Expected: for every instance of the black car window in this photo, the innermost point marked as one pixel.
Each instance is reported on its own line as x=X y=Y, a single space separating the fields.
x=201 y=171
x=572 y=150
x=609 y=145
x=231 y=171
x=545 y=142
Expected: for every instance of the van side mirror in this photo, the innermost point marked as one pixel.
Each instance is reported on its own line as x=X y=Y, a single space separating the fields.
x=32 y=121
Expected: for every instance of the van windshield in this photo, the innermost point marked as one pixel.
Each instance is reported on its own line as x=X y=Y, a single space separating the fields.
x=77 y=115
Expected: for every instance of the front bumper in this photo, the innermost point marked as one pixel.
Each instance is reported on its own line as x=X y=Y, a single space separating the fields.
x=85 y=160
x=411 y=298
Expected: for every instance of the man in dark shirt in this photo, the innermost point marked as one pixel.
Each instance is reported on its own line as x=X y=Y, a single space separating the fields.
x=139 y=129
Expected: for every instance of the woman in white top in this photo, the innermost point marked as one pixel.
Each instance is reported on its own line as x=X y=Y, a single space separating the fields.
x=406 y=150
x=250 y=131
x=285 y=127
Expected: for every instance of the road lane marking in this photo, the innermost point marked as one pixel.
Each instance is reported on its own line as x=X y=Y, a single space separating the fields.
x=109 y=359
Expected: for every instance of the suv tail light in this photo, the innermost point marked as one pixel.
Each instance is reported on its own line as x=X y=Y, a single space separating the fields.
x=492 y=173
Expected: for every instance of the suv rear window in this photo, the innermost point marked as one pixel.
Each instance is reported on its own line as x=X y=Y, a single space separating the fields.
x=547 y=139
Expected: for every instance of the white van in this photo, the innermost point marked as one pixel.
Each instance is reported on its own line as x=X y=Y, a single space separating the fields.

• _What the task asks_: Reproduce each entry word for word.

• _Right answer_:
Expected: for every instance of the black car window in this photo, the innermost point marked as one pixel.
Each instance is reported on its own line as x=X y=Y, a single space separating the fields.
x=201 y=171
x=572 y=150
x=609 y=145
x=231 y=171
x=545 y=142
Expected: for every instance of the van side mirror in this photo, the innermost point marked as one pixel.
Each instance is reported on its own line as x=X y=Y, a single space separating the fields.
x=32 y=121
Expected: for every instance of the van windshield in this photo, the innermost point marked as one pixel.
Each instance is reported on its own line as x=X y=Y, a single space separating the fields.
x=77 y=115
Expected: for every instance of the front bumper in this photo, the innermost point marked as one pixel.
Each instance is reported on its own line as x=X y=Y, a single space separating the fields.
x=85 y=160
x=411 y=298
Expected: for every instance of the man in dark shirt in this photo, the innermost point marked as one pixel.
Each instance is reported on its own line as x=X y=Y, a single space separating the fields.
x=139 y=129
Expected: for every instance of the woman in white top in this photo, the innermost point marked as one pixel.
Each instance is reported on its own line as x=X y=Y, a single space separating the fields.
x=406 y=150
x=250 y=131
x=285 y=127
Expected: for every instance of the road lane marking in this photo, the innermost point marked as one pixel.
Each instance is reported on its own line as x=X y=Y, a single space separating the fields.
x=109 y=359
Expected: for every instance of the suv tail light in this photo, the innermost point marked as one pixel.
Each instance is reported on its own line as x=X y=Y, a single space separating the fields.
x=492 y=173
Expected: for every instance of the suv rear window in this photo, the innermost point marked as one pixel.
Each instance is reported on its own line as x=X y=Y, a single space separating the fields.
x=547 y=139
Expected: for every instance of the white van in this photo, the innermost point marked as one pixel.
Each instance is reported on its own line as x=X y=Y, a single space separating the fields.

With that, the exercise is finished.